Starting with the line that contains "of the calm", set down each line through the end of the entries below, exactly and with nothing added.
'''
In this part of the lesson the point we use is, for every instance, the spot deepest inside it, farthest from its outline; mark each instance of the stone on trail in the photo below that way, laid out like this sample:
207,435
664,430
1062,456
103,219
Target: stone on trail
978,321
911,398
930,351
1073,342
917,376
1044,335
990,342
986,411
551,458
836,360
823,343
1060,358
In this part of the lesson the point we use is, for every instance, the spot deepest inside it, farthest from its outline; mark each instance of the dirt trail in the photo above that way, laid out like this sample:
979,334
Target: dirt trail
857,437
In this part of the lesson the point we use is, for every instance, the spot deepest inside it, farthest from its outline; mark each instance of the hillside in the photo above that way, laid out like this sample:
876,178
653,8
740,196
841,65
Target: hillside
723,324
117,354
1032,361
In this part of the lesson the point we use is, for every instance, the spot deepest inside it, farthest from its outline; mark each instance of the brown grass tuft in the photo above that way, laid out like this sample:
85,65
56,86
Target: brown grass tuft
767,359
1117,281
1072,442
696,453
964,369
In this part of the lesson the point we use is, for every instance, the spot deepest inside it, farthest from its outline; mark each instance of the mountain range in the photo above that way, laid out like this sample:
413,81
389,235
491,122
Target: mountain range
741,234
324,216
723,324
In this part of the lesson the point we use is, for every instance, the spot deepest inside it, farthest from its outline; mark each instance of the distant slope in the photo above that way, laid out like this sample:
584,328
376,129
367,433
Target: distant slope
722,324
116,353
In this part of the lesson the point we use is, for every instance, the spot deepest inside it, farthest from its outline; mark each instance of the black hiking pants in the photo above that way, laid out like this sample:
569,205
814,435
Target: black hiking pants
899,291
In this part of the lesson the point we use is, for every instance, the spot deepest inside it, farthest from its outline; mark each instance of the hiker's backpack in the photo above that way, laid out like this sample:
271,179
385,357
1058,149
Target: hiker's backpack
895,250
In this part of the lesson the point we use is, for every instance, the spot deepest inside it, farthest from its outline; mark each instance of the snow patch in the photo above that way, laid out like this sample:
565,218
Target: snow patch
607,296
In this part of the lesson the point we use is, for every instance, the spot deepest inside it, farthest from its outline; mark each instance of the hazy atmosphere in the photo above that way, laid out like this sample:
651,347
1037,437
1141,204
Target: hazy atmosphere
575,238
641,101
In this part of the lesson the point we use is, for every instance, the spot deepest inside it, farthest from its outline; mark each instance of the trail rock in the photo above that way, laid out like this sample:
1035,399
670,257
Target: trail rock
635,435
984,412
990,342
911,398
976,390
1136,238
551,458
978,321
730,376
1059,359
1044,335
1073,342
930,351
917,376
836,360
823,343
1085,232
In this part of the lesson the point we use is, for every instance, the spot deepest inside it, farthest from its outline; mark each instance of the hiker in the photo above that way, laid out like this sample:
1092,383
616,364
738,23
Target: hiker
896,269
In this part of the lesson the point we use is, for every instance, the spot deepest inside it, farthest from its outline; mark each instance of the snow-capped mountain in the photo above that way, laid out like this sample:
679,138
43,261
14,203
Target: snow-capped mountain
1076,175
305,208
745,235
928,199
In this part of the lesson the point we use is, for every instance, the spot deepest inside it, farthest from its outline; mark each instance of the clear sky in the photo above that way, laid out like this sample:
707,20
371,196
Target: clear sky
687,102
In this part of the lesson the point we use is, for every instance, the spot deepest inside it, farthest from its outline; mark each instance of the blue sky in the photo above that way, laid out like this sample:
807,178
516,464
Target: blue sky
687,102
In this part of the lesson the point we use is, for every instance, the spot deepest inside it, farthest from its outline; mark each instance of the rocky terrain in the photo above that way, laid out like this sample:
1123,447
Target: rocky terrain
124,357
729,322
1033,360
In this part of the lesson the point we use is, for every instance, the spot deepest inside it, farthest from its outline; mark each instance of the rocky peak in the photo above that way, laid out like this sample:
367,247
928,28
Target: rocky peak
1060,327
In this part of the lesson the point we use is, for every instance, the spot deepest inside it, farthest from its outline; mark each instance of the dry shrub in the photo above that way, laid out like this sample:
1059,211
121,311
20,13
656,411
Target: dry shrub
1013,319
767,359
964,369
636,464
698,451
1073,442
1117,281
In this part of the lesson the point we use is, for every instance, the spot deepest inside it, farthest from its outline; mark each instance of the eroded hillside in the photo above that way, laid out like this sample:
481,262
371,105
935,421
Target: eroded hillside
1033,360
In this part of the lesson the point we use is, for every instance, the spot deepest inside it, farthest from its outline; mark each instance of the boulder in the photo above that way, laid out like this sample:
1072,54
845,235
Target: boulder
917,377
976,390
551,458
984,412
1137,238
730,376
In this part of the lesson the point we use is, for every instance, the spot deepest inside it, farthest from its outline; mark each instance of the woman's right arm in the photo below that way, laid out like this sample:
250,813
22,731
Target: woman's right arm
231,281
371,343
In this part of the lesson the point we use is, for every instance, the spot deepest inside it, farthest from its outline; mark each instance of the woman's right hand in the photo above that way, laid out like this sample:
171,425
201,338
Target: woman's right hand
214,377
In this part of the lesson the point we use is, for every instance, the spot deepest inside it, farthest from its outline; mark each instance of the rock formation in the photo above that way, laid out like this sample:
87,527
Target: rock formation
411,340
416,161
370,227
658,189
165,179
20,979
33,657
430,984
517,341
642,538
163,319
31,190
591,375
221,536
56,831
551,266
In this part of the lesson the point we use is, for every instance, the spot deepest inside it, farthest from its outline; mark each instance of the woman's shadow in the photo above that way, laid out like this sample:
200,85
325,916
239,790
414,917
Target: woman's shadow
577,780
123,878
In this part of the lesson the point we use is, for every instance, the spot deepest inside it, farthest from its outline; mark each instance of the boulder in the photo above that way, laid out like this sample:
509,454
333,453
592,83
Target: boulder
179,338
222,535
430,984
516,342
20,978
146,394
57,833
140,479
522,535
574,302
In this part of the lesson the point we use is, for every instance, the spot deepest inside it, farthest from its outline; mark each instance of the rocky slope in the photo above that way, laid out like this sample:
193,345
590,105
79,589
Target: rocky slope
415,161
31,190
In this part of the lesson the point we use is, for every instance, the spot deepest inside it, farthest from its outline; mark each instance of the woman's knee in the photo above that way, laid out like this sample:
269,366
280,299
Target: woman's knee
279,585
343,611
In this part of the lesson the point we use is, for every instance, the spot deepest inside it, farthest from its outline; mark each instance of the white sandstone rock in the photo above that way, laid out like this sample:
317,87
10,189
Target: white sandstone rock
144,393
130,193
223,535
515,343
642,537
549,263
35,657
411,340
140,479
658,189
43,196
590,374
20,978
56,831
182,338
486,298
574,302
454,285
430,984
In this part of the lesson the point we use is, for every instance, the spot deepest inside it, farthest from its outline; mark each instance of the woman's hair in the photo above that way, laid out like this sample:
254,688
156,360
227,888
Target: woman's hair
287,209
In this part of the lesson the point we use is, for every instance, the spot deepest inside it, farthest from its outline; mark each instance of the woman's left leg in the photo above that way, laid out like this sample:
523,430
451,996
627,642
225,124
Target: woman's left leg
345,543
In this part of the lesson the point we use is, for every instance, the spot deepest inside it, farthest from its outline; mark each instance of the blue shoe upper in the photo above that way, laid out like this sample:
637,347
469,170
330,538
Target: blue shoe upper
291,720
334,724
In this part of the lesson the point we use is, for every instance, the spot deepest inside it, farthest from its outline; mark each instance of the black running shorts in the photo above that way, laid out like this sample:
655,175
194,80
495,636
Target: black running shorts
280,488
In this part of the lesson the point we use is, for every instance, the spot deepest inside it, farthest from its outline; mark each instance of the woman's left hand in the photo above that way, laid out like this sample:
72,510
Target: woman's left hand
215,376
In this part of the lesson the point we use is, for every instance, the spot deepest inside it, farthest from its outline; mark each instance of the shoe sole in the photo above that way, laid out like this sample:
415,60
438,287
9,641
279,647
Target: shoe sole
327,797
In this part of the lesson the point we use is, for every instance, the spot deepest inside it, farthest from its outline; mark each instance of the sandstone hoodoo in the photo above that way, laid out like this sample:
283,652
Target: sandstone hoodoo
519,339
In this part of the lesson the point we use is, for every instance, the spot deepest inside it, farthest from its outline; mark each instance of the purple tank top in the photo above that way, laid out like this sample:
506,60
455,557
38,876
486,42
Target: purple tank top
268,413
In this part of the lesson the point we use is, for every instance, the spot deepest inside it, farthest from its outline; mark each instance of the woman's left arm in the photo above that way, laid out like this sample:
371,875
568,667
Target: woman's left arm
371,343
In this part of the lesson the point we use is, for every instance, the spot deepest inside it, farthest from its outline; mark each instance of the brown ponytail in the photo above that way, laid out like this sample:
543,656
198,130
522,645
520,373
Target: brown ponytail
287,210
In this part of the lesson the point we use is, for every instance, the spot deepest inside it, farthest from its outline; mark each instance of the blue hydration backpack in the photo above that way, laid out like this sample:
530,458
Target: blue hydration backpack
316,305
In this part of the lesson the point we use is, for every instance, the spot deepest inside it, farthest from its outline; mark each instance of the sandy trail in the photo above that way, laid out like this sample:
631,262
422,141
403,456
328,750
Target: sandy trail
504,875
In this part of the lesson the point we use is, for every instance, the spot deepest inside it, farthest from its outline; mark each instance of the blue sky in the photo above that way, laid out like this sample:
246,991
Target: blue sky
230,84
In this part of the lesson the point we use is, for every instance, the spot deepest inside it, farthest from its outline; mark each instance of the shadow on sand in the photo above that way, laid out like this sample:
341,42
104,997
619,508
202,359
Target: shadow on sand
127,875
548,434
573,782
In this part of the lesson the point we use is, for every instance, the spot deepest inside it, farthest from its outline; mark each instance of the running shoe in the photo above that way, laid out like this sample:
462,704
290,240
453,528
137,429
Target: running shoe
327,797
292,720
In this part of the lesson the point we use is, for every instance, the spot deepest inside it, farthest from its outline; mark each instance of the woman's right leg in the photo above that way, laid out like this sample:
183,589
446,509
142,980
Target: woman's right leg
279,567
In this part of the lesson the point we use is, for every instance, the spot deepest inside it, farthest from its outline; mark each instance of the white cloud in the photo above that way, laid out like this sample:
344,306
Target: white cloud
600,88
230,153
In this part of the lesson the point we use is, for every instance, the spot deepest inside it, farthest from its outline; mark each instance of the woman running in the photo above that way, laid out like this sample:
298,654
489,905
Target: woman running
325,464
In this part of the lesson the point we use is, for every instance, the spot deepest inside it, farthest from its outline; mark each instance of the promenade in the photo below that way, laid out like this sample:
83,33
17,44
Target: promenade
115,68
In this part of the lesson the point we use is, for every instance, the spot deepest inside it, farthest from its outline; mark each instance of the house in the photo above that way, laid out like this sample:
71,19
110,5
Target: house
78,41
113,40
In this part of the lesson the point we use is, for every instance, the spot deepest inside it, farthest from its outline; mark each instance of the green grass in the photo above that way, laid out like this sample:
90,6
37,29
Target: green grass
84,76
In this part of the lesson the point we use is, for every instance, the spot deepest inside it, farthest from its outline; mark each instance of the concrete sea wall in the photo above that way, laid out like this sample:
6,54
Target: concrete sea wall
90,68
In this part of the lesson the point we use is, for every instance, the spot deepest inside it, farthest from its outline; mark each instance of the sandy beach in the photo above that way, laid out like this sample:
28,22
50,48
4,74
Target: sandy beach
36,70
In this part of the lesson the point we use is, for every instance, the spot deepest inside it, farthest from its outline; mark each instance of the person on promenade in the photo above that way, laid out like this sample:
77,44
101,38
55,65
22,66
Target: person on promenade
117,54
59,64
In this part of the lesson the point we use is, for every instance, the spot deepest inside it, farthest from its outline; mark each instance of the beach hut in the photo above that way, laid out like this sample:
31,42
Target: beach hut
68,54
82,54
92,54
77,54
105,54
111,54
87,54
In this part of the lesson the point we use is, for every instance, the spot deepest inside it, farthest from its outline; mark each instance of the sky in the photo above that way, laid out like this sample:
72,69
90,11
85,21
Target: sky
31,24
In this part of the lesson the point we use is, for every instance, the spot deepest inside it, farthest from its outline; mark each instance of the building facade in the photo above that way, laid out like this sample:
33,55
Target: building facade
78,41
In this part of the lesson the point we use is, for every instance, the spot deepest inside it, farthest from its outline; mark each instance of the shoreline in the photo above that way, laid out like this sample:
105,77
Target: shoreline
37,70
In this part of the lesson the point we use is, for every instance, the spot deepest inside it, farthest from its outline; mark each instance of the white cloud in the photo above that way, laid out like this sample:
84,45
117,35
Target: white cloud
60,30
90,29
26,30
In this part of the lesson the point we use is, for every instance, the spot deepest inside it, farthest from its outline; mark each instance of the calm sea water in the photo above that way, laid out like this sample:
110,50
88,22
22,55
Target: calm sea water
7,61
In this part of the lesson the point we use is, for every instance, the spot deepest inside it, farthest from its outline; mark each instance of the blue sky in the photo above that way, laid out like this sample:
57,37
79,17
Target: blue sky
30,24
'''
> _WRITTEN SOLUTION_
In this part of the lesson the point we use is, for every instance, the spot deepest inside it, farthest from its outline; mark each instance of the calm sea water in the photo above that way, laid out like this sample:
110,50
88,22
22,55
Target: calm sea water
7,61
In this part of the lesson the point we use is, for every instance, the spot deepest inside it, farthest from its outline; mark each instance of the blue sky in the photo above that way, laid out like this sample:
57,37
79,17
Target: blue sky
30,24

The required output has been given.